▶ _Requirement_
Please reproduce the passage on India's middle order word for word, between "If middle order" and "best middle-order combination.", inclusive.

If middle order was one of India’s concerns, rather than a worry, Sanju (39 off 23) and Tilak (49 off 34) established that the team is adeptly stocked. The composition could shape-shift. It was Sanju and Tilak on Friday; it was Suryakumar Yadav and Hardik Pandya against Bangladesh; Tilak and Sanju against Pakistan. It could be a different pair at four and five against Pakistan on Sunday. The make-up is contingent on match-ups, surface, equation and other micro-analytics. They have altered it so frequently, perhaps in a quest for perfection, that it has misconstrued an impression that India are unsure of their best middle-order combination.

They no longer would be; for Tilak and Sanju, en route to their 66-run stand off 42 balls, exhibited the multi-layered skills their roles entail. They could not run riot, because India had lost three wickets in nine overs; but at the same time, they had to sustain the frenetic start Abhishek Sharma had conjured. They had to rotate strike as dot balls are stringently scrutinised, and hit the occasional boundary. It’s an unenviable juggle of different worlds. In the past, both Sanju and Tilak have worn criticism for their varied deficiencies, exacerbated by the reality that both are primarily top-order batsmen. All three of Sanju’s hundreds had arrived when he had opened. Tilak once requested Suryakumar to let him bat at one drop or further higher. But great teams require selfless compromises. Suryakumar has reiterated this point several times. “Just the first two spots are fixed. From 3 to 8, anyone should be able to bat anywhere,” he had said. As has coach Gautam Gambhir and assistant Ryan Ten Doeschate.

India's Sanju Samson plays a shot during the Asia Cup cricket match between India and Oman at Zayed Cricket Stadium in Abu Dhabi, United Arab Emirates, Friday, Sept. 19, 2025. (AP Photo) India’s Sanju Samson plays a shot during the Asia Cup cricket match between India and Oman at Zayed Cricket Stadium in Abu Dhabi, United Arab Emirates, Friday, Sept. 19, 2025. (AP Photo)

▶ _Data shown_

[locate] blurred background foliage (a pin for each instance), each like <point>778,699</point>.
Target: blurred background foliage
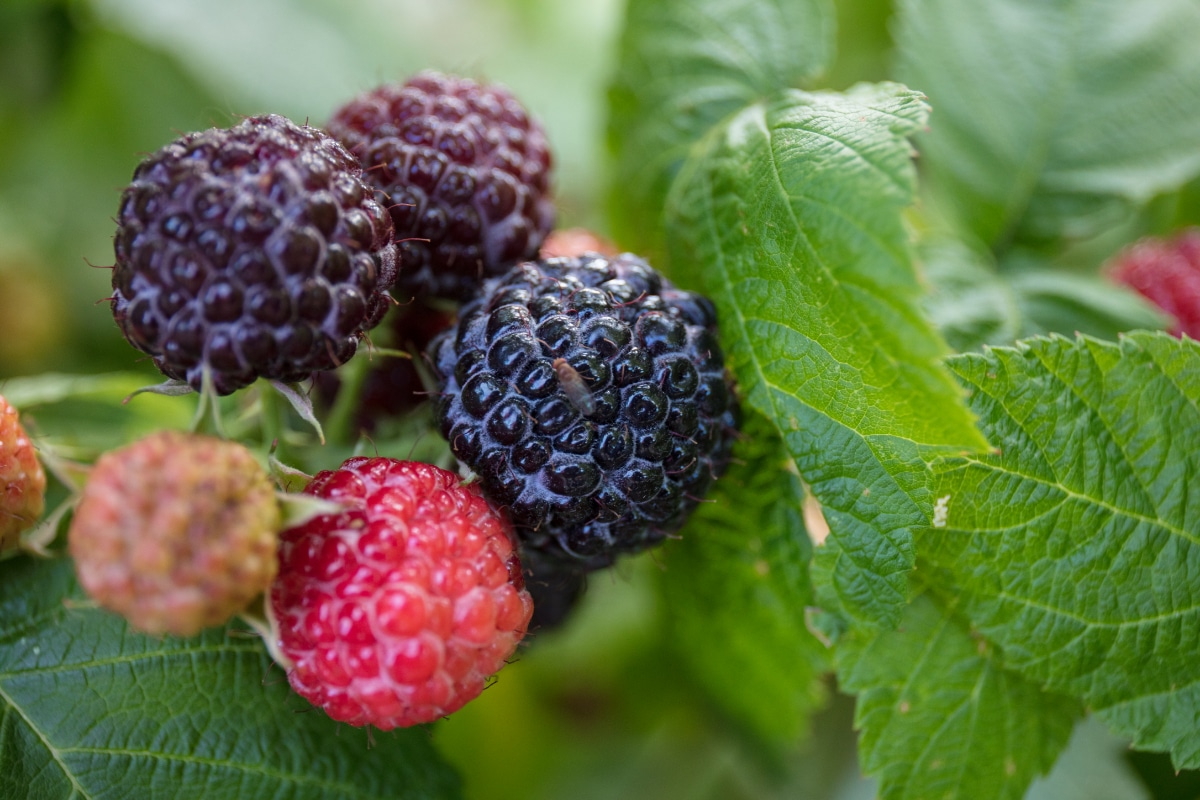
<point>601,708</point>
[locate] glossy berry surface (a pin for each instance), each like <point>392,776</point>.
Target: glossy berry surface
<point>175,531</point>
<point>397,609</point>
<point>591,397</point>
<point>255,251</point>
<point>1165,271</point>
<point>466,172</point>
<point>22,479</point>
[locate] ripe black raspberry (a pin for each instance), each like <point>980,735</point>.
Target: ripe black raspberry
<point>466,172</point>
<point>591,397</point>
<point>255,251</point>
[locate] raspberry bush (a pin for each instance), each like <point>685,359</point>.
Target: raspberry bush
<point>923,527</point>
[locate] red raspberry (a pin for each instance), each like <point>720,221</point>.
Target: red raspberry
<point>397,609</point>
<point>1165,271</point>
<point>23,494</point>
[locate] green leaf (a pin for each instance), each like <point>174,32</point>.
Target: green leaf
<point>89,709</point>
<point>684,66</point>
<point>941,717</point>
<point>1056,118</point>
<point>739,577</point>
<point>791,217</point>
<point>973,305</point>
<point>1062,302</point>
<point>1075,543</point>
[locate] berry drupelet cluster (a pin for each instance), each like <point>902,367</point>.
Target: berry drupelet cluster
<point>465,172</point>
<point>396,609</point>
<point>591,397</point>
<point>255,251</point>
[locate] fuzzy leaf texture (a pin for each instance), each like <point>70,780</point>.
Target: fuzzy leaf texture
<point>684,66</point>
<point>89,709</point>
<point>739,576</point>
<point>791,216</point>
<point>972,304</point>
<point>1053,118</point>
<point>941,717</point>
<point>1077,546</point>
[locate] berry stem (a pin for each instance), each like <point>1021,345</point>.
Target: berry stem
<point>273,423</point>
<point>340,425</point>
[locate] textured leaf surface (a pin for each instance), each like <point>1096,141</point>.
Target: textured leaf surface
<point>739,577</point>
<point>941,717</point>
<point>90,710</point>
<point>1078,545</point>
<point>684,66</point>
<point>1053,118</point>
<point>791,217</point>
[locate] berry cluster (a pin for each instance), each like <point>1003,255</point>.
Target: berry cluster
<point>587,392</point>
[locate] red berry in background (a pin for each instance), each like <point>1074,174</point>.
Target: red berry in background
<point>251,252</point>
<point>466,172</point>
<point>22,480</point>
<point>1165,271</point>
<point>397,609</point>
<point>175,531</point>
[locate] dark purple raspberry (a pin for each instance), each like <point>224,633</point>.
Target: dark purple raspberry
<point>466,173</point>
<point>252,252</point>
<point>591,397</point>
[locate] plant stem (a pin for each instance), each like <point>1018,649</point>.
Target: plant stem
<point>341,422</point>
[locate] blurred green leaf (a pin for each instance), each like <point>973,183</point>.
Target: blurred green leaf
<point>941,717</point>
<point>1062,302</point>
<point>972,304</point>
<point>685,66</point>
<point>791,215</point>
<point>1074,543</point>
<point>79,416</point>
<point>91,709</point>
<point>1091,768</point>
<point>739,576</point>
<point>1057,118</point>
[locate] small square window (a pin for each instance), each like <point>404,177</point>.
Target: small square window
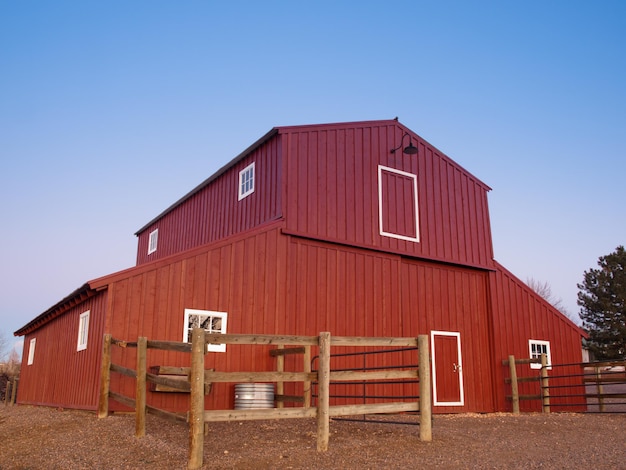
<point>246,181</point>
<point>153,240</point>
<point>536,349</point>
<point>31,351</point>
<point>83,331</point>
<point>212,322</point>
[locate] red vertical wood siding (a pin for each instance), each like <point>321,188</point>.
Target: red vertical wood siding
<point>331,192</point>
<point>60,375</point>
<point>270,283</point>
<point>213,212</point>
<point>519,314</point>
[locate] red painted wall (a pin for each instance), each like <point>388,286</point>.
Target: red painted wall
<point>519,314</point>
<point>213,212</point>
<point>60,375</point>
<point>324,180</point>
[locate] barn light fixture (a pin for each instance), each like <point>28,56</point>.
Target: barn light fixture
<point>409,149</point>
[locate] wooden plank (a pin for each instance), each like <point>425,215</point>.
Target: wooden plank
<point>283,352</point>
<point>105,377</point>
<point>170,346</point>
<point>168,415</point>
<point>124,400</point>
<point>524,379</point>
<point>123,370</point>
<point>373,408</point>
<point>253,415</point>
<point>171,383</point>
<point>216,338</point>
<point>339,376</point>
<point>171,370</point>
<point>372,341</point>
<point>268,376</point>
<point>288,398</point>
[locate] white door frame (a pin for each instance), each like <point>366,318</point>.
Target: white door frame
<point>458,366</point>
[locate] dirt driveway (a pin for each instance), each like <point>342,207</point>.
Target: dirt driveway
<point>45,438</point>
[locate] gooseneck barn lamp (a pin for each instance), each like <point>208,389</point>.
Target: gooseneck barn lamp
<point>409,149</point>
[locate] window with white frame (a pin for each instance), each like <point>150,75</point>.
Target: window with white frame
<point>83,331</point>
<point>397,204</point>
<point>246,181</point>
<point>536,349</point>
<point>153,240</point>
<point>210,321</point>
<point>31,351</point>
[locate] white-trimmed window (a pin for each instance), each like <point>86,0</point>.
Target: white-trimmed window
<point>246,181</point>
<point>31,351</point>
<point>153,240</point>
<point>83,331</point>
<point>397,204</point>
<point>536,348</point>
<point>210,321</point>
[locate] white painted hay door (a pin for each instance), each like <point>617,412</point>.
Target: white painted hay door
<point>447,368</point>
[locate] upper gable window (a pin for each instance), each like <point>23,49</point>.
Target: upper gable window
<point>397,204</point>
<point>153,240</point>
<point>211,322</point>
<point>536,349</point>
<point>83,331</point>
<point>246,181</point>
<point>31,351</point>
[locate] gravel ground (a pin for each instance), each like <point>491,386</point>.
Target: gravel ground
<point>47,438</point>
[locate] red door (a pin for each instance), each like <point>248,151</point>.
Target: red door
<point>447,368</point>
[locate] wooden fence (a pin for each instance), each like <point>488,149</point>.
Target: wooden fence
<point>579,387</point>
<point>199,379</point>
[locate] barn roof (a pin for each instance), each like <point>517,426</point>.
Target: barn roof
<point>283,130</point>
<point>78,296</point>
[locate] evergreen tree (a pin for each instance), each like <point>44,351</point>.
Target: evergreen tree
<point>602,298</point>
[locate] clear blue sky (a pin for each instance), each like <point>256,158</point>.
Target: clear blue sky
<point>110,111</point>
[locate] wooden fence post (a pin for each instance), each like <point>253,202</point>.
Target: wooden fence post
<point>323,379</point>
<point>196,411</point>
<point>7,393</point>
<point>514,384</point>
<point>140,393</point>
<point>16,381</point>
<point>307,383</point>
<point>545,391</point>
<point>280,385</point>
<point>599,389</point>
<point>105,377</point>
<point>425,404</point>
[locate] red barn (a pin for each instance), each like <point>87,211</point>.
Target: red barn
<point>311,228</point>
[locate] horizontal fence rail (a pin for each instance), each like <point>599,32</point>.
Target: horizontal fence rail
<point>589,387</point>
<point>196,380</point>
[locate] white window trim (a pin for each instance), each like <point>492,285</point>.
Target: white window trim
<point>247,171</point>
<point>83,331</point>
<point>153,241</point>
<point>31,351</point>
<point>383,233</point>
<point>539,342</point>
<point>205,313</point>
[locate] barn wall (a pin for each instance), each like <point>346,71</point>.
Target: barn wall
<point>270,283</point>
<point>519,314</point>
<point>213,212</point>
<point>332,192</point>
<point>60,375</point>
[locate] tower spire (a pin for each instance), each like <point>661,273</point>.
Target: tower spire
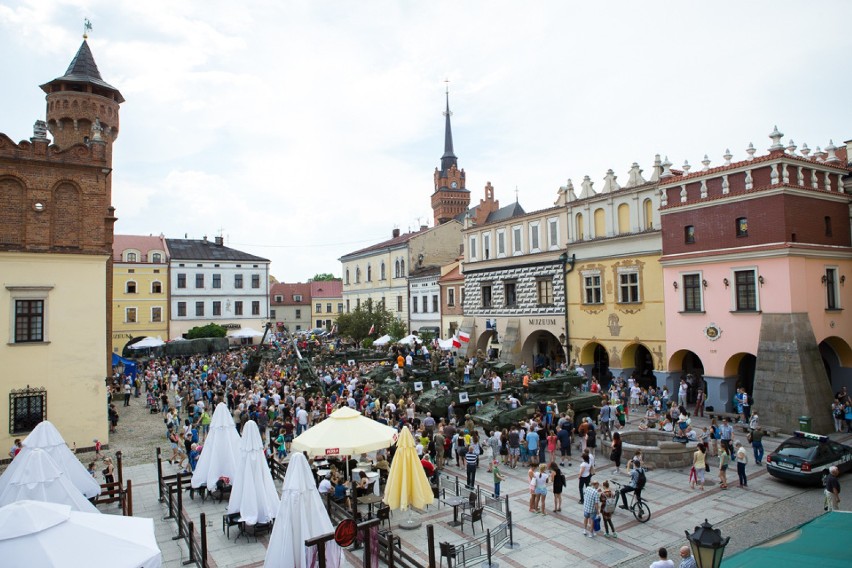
<point>449,158</point>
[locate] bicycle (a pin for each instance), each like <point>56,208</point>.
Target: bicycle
<point>638,506</point>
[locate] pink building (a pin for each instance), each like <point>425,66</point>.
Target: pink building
<point>756,254</point>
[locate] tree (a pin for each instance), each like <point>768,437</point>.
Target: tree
<point>209,330</point>
<point>323,277</point>
<point>357,323</point>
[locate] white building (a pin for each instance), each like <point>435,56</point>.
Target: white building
<point>211,283</point>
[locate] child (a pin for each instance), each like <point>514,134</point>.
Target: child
<point>498,477</point>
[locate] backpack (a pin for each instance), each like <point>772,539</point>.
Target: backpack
<point>641,480</point>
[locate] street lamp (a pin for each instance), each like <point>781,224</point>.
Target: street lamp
<point>707,545</point>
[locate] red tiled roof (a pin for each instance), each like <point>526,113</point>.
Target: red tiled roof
<point>327,289</point>
<point>142,243</point>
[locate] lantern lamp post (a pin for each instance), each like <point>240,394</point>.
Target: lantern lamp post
<point>707,545</point>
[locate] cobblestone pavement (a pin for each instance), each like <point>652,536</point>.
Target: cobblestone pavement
<point>767,508</point>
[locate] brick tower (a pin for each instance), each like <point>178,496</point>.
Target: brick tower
<point>451,198</point>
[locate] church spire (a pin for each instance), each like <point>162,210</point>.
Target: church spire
<point>449,159</point>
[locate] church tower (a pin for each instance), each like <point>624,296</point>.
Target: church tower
<point>451,198</point>
<point>81,107</point>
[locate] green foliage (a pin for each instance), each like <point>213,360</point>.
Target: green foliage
<point>323,277</point>
<point>209,330</point>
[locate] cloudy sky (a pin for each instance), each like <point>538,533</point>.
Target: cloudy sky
<point>303,130</point>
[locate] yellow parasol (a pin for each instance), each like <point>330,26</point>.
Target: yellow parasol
<point>407,484</point>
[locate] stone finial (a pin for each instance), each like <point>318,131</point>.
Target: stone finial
<point>40,130</point>
<point>635,175</point>
<point>667,171</point>
<point>831,149</point>
<point>658,168</point>
<point>610,184</point>
<point>588,190</point>
<point>776,136</point>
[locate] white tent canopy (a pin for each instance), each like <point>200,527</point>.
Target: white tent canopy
<point>47,437</point>
<point>253,493</point>
<point>345,432</point>
<point>221,451</point>
<point>46,534</point>
<point>37,477</point>
<point>301,516</point>
<point>148,342</point>
<point>383,340</point>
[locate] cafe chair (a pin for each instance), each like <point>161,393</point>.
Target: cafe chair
<point>449,551</point>
<point>473,516</point>
<point>228,521</point>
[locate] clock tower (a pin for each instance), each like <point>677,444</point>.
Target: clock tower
<point>450,198</point>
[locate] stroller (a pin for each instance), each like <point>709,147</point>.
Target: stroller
<point>153,403</point>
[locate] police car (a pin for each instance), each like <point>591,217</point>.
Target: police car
<point>806,457</point>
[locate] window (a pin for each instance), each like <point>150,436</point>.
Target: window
<point>510,293</point>
<point>553,234</point>
<point>592,288</point>
<point>29,321</point>
<point>534,238</point>
<point>692,293</point>
<point>27,408</point>
<point>628,286</point>
<point>746,293</point>
<point>544,291</point>
<point>486,296</point>
<point>832,296</point>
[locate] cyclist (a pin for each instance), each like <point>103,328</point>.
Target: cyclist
<point>636,484</point>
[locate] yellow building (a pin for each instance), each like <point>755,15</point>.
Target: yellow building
<point>140,301</point>
<point>616,316</point>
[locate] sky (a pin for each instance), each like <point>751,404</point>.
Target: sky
<point>302,130</point>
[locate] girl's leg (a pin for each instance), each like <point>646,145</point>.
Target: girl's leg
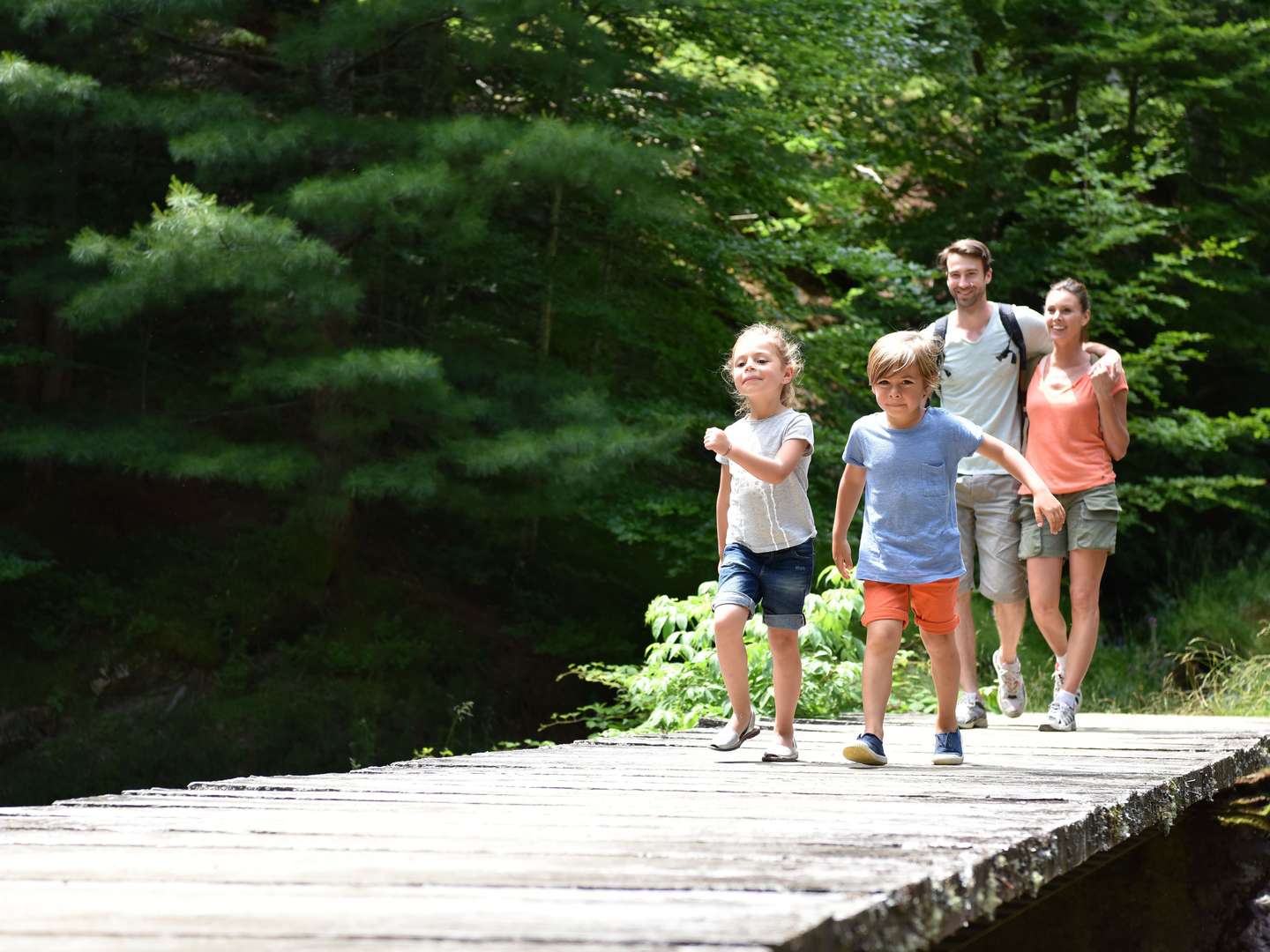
<point>1044,583</point>
<point>730,645</point>
<point>882,643</point>
<point>787,680</point>
<point>944,672</point>
<point>1084,585</point>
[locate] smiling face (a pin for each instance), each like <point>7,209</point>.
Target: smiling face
<point>968,279</point>
<point>758,372</point>
<point>1065,317</point>
<point>902,395</point>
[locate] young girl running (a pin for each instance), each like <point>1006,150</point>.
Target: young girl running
<point>905,461</point>
<point>1079,417</point>
<point>765,530</point>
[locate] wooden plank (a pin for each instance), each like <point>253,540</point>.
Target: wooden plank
<point>641,843</point>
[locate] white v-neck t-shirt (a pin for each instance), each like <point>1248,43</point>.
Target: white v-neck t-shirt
<point>981,380</point>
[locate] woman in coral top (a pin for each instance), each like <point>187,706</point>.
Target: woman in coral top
<point>1077,426</point>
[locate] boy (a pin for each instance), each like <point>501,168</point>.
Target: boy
<point>909,548</point>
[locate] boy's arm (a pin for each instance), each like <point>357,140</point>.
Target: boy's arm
<point>721,508</point>
<point>851,487</point>
<point>766,469</point>
<point>1045,508</point>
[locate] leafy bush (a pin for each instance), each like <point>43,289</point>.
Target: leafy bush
<point>680,682</point>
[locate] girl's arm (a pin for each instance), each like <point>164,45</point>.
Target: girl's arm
<point>766,469</point>
<point>1113,412</point>
<point>1045,508</point>
<point>721,508</point>
<point>850,489</point>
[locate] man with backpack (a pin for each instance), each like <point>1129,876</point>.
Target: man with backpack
<point>989,351</point>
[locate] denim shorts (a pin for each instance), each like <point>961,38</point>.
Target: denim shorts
<point>778,580</point>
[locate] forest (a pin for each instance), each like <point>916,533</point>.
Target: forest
<point>357,352</point>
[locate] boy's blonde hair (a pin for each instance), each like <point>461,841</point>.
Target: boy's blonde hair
<point>897,351</point>
<point>787,348</point>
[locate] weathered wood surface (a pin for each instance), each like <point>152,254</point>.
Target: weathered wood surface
<point>646,843</point>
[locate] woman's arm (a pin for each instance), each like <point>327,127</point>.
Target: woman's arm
<point>1104,357</point>
<point>1045,508</point>
<point>851,487</point>
<point>721,508</point>
<point>1113,413</point>
<point>766,469</point>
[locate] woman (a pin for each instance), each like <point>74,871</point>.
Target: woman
<point>1079,424</point>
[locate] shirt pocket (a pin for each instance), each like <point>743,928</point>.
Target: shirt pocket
<point>932,480</point>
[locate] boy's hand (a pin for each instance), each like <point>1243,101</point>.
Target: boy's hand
<point>842,556</point>
<point>1048,509</point>
<point>716,442</point>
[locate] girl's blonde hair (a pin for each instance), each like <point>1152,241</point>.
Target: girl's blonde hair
<point>897,351</point>
<point>787,348</point>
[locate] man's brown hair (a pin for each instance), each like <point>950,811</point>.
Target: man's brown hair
<point>970,248</point>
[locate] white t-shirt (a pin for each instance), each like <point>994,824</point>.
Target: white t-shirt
<point>981,380</point>
<point>766,517</point>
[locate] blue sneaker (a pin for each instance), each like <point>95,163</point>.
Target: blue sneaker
<point>866,749</point>
<point>947,747</point>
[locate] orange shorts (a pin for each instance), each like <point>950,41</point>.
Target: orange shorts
<point>934,605</point>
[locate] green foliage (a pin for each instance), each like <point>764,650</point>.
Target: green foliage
<point>680,682</point>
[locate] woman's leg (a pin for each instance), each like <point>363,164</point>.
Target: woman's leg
<point>1044,583</point>
<point>787,680</point>
<point>944,673</point>
<point>1085,580</point>
<point>730,646</point>
<point>882,643</point>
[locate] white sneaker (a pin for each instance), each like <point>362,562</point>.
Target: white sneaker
<point>1061,718</point>
<point>970,714</point>
<point>1011,691</point>
<point>1058,687</point>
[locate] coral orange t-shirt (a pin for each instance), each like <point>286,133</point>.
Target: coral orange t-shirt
<point>1065,437</point>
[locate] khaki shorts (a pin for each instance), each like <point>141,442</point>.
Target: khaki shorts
<point>987,517</point>
<point>1091,519</point>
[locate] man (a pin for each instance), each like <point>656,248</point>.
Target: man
<point>982,372</point>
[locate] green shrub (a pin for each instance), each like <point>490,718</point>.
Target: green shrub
<point>680,682</point>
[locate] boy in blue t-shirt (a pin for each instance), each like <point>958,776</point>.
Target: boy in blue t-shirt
<point>905,460</point>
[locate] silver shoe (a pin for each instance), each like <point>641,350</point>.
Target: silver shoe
<point>728,739</point>
<point>779,753</point>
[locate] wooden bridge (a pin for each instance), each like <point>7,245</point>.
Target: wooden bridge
<point>638,843</point>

▶ _Exercise solution_
If middle order was one of India’s concerns, rather than a worry, Sanju (39 off 23) and Tilak (49 off 34) established that the team is adeptly stocked. The composition could shape-shift. It was Sanju and Tilak on Friday; it was Suryakumar Yadav and Hardik Pandya against Bangladesh; Tilak and Sanju against Pakistan. It could be a different pair at four and five against Pakistan on Sunday. The make-up is contingent on match-ups, surface, equation and other micro-analytics. They have altered it so frequently, perhaps in a quest for perfection, that it has misconstrued an impression that India are unsure of their best middle-order combination.